• Your objective
What you give back should be exactly the opening lines of the data, ending with the line that contains "Query: pink-tinged petal" and including it.

─── Materials provided ───

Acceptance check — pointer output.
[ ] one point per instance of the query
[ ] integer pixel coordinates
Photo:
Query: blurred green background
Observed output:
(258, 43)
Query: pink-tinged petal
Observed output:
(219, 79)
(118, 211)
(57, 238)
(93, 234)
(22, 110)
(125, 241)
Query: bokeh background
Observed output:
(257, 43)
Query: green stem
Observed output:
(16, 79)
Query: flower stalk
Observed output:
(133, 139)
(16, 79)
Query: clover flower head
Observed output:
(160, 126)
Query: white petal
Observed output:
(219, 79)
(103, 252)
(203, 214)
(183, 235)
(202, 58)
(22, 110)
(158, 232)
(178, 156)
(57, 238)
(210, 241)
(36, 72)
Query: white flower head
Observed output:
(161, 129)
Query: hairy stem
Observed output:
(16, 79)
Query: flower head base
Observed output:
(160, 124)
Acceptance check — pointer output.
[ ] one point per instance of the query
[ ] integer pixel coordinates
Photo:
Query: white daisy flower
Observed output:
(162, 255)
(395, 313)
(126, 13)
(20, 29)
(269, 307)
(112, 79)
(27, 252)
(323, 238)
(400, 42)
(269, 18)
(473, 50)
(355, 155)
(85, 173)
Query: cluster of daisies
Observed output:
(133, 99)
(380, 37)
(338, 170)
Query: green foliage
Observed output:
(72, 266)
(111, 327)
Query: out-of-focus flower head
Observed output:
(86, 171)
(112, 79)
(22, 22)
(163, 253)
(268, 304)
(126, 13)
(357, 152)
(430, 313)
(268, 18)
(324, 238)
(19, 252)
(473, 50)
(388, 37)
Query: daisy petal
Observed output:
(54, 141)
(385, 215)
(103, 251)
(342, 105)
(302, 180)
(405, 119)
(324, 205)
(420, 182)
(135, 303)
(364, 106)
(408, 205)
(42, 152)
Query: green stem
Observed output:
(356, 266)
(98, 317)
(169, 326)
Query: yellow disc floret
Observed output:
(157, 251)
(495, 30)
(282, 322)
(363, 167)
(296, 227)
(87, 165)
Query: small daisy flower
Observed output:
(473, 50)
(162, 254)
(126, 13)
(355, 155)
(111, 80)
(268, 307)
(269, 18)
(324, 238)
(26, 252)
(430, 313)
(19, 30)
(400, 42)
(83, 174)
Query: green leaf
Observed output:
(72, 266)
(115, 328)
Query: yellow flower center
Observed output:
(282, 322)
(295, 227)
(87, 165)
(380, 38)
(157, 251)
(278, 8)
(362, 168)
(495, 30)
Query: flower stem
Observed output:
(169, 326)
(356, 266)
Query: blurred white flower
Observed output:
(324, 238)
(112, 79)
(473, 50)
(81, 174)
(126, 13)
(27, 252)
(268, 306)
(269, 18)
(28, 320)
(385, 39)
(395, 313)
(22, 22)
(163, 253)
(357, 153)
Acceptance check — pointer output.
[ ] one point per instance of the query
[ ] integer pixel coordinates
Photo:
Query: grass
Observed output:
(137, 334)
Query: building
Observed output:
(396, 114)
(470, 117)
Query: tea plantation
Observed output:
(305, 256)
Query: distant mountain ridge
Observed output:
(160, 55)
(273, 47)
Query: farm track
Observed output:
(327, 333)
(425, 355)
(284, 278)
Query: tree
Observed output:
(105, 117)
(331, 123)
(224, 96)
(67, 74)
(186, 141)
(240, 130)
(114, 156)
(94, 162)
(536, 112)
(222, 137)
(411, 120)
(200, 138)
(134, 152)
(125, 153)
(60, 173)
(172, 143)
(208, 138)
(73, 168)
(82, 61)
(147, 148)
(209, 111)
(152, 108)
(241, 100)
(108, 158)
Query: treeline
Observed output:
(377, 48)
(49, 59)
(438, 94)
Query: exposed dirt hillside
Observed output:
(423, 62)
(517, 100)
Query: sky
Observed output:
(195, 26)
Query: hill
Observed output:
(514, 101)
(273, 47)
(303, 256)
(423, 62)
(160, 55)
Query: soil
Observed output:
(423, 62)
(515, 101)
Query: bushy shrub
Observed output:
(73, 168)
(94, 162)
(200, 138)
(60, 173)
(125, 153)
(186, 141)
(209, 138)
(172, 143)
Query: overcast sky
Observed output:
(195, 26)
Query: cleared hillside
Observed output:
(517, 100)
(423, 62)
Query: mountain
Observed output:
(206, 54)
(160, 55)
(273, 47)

───

• Answer box
Acceptance check — pointer output.
[ ] one point per instance of the query
[ ] integer pixel coordinates
Photo:
Query: blurred green background
Observed output:
(258, 43)
Query: pink-tinged petal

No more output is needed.